*SELECTED EXTRACT*:

He represented Ogun Central in the 8th National Assembly where he was the chairman, Senate Committee on Health.

Tejuoso is a member of the All Progressives Congress (APC). He was the chairman of the National Convention Committee of Congress for Progressive Change (CPC) party in 2011 that led to the emergence of General Muhammadu Buhari as the presidential flag bearer of Congress for Progressive Change (CPC) before it was merged to form All Progressive Congress (APC). He has also served as the Commissioner for Youths and Sports, Environment Ministry and Special Duties under the governorship of Senator Ibikunle Amosun.

==Early life and education==
Tejuoso started his elementary education at the University of Lagos Staff School in 1967 and was later at Igbobi College, Lagos, in 1974 for his secondary education. In 1981, he was admitted into the University of Lagos, where he obtained his MBBS and later accomplished his specialties in telemedicine and medical computing abroad. He became a medical doctor at the age of 21, making him one of the youngest doctors in Nigeria.

==Public service and private enterprise==
Tejuoso completed his national youth service at the Nigerian Ports Authority Medical Hospital, where he participated in the National Youth Service Corps (NYSC) scheme. After his service year, he had a brief stint at Teju Hospital, now Iyaode Bisoye Tejuoso Hospital, where he practiced as a medical officer.

Tejuoso served on the boards of many blue-chip companies, including Berger Paints Nigeria PLC, Custodian and Allied Insurance, Teju Industries Ltd, Iyalode Bisoye Tejuoso Hospital and Adonai Petroleum. He is the founder of Avicenna International School and Buckswood School. He was also the president of Rotary Club of Tejuoso, Surulere, Lagos, from 1990 to 1991 and was the chairman of Lagos Badminton Association between 1993 and 1994. He founded a non-governmental organisation, the Iyalode Bisoye Tejuoso Malaria Foundation, to give medical assistance to the masses for free.

==Political campaign and governance==
Tejuoso joined Ogun politics in 2007 when he made an attempt to represent the Ogun Central Senatorial District on the platform of All Nigeria Peoples Party (ANPP) in the Senate during the tenure of Chief Olusegun Obasanjo as president but lost out to Iyabo Obasanjo-Bello. He remained determined despite several assassination attempts.

*INFORMATION SHOWN*:
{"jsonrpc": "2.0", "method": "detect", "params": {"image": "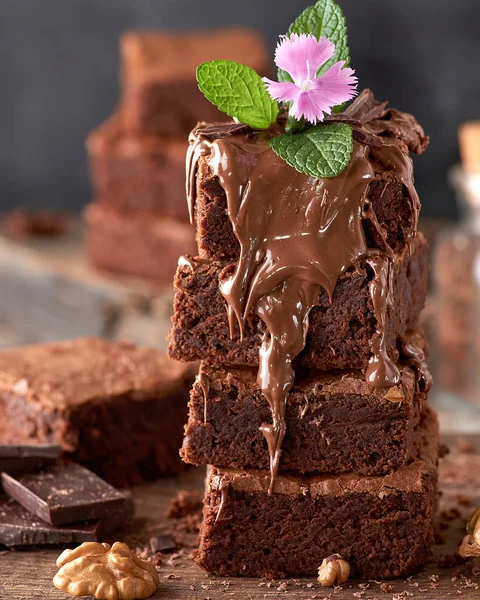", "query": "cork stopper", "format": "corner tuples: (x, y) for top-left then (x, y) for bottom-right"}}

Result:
(458, 121), (480, 175)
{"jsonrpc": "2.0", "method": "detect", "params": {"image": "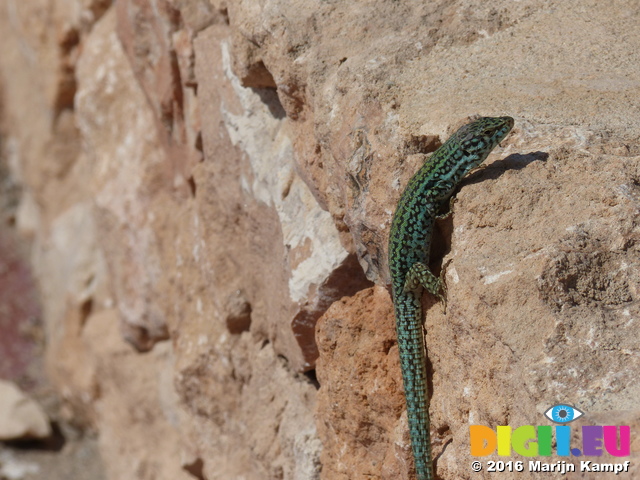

*PROBLEM REQUIREMENTS*:
From the Tejuoso biography above, list every company whose board he served on, as the text names them.

*ANSWER TO THE EXERCISE*:
- Berger Paints Nigeria PLC
- Custodian and Allied Insurance
- Teju Industries Ltd
- Iyalode Bisoye Tejuoso Hospital
- Adonai Petroleum